* [Exercise requirements] Copy out all of the material exactly.

* [Data for processing]
-*-*-

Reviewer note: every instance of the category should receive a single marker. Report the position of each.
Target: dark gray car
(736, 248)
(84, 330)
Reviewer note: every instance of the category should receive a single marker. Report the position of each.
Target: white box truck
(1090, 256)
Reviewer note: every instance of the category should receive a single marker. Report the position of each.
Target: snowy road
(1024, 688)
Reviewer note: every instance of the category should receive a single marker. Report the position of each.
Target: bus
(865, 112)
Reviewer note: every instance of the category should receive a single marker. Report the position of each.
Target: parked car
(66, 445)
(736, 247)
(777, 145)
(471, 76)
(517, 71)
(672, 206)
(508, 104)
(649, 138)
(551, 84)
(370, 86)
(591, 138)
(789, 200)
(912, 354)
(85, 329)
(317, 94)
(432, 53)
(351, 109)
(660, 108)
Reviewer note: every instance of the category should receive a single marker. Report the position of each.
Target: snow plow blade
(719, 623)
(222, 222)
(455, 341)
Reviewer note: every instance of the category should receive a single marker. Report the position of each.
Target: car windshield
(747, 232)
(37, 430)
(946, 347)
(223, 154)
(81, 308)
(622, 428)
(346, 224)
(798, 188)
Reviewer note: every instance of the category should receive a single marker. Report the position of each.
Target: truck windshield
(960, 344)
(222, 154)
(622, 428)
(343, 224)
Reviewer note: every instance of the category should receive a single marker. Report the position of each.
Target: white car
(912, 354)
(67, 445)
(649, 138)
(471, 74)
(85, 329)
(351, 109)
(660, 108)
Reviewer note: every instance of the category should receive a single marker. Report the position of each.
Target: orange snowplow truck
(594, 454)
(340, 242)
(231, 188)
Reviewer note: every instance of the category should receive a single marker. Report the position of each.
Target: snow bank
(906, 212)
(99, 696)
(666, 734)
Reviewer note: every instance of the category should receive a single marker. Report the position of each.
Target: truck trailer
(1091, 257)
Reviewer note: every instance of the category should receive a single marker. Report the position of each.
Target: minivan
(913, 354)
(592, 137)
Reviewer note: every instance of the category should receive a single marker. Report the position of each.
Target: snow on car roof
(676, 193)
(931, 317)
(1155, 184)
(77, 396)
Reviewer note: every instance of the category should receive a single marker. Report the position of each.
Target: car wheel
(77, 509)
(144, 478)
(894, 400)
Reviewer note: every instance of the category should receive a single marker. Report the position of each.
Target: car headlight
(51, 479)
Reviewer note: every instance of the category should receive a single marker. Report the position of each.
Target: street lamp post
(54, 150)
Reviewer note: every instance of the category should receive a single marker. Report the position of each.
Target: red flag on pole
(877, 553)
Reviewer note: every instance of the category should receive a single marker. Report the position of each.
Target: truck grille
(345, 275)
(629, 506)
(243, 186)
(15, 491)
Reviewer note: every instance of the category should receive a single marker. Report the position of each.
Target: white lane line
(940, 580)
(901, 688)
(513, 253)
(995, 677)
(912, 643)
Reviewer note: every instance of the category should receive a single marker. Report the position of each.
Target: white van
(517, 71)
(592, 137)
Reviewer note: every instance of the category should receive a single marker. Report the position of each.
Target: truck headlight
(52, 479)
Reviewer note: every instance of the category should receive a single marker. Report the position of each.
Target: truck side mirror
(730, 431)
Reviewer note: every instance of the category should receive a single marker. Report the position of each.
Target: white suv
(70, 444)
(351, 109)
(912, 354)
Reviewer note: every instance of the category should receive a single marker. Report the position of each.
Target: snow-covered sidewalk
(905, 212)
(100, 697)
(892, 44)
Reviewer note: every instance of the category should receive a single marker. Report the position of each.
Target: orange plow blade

-*-*-

* [Exercise result]
Reviewer note: every instance of the category should receive a single marker. Report the position of each.
Target: dark gray car
(736, 248)
(84, 330)
Reviewer note: every instance of the category should receive a single marker. Report the position of each.
Target: white box truck
(1090, 256)
Reviewer note: every instance of the category should receive a single marker. Report the position of each.
Target: snowy road
(1024, 688)
Reviewer note: every instance of the category should receive a single marker. Report the position of each.
Target: bus
(865, 112)
Reviewer note: every instance of the category should receive a single marker. Report the position of each.
Target: parked car
(66, 445)
(736, 247)
(777, 145)
(471, 76)
(517, 71)
(672, 206)
(508, 104)
(649, 138)
(551, 84)
(370, 86)
(591, 138)
(789, 200)
(912, 354)
(85, 329)
(317, 94)
(432, 53)
(351, 109)
(660, 108)
Reviewer note: every instance of the category should receive a single marker. Report the position of each.
Target: snow plow blade
(719, 623)
(222, 222)
(455, 341)
Reviewer note: every instance of the category should receive a single marker. Report the position of each.
Target: car windshield
(747, 232)
(37, 430)
(946, 347)
(223, 154)
(81, 308)
(622, 428)
(346, 224)
(798, 188)
Reviewer note: every instance of the category should receive a single marker. Report the position of each.
Target: truck windshield
(960, 344)
(222, 154)
(622, 428)
(343, 224)
Reviewer note: every instance of the category should receive a single marker. Report the position of each.
Target: white car
(912, 354)
(67, 445)
(649, 138)
(471, 74)
(85, 329)
(351, 109)
(660, 108)
Reviewer note: every instance of the category should receive a single marker. Report the position of each.
Target: orange snowplow truck
(594, 454)
(340, 242)
(231, 188)
Reviewer note: every instance of the category should receive a single marker. Report the position of each.
Target: snow bank
(906, 212)
(99, 696)
(666, 734)
Reviewer note: every instance of the category should receive a single marker. Report the position of each.
Target: truck trailer
(1091, 257)
Reviewer note: every instance of the category should receive a single marker. Report the position of each.
Target: minivan
(913, 354)
(592, 137)
Reviewer note: every instance of the category should receive a single marker. Report the position of each.
Target: snow on car roof
(676, 193)
(931, 317)
(1155, 184)
(77, 396)
Reviewer note: every instance of the category should receive a single marker. Report the position of each.
Target: car wheel
(77, 509)
(144, 478)
(894, 400)
Reviewer note: every instance of the category should receive a single marker. Report the position of each.
Target: car headlight
(51, 479)
Reviewer note: every instance of the category should receive a single marker. Report the position of each.
Target: street lamp post
(54, 150)
Reviewer note: every instance of the category should receive a single marker. Report the position of each.
Target: red flag on pole
(877, 553)
Reviewer note: every instance of the category should receive a single marker. Report the position of each.
Target: truck grille
(345, 275)
(629, 506)
(243, 186)
(15, 491)
Reviewer note: every instance of the category should receive a single marker. Report the position of each.
Target: white lane line
(940, 580)
(901, 688)
(513, 253)
(995, 677)
(912, 643)
Reviewer note: every instance of the category should receive a single marker. Report the position of each.
Target: white van
(517, 71)
(592, 137)
Reviewer note: every instance of the category should receive a single marker. Report the position of each.
Target: truck headlight
(52, 479)
Reviewer note: every instance of the category should receive a single marker. Report the position of each.
Target: truck side mirror
(730, 431)
Reviewer note: every instance of the category should receive a single marker. Report the position of each.
Target: white suv
(70, 444)
(351, 109)
(912, 354)
Reviewer note: every instance of the category should receive a single marker. Report the position of each.
Target: snow-covered sidewalk
(905, 212)
(100, 697)
(892, 44)
Reviewer note: every instance of the category should receive a single marker. Report the position of each.
Target: orange plow blade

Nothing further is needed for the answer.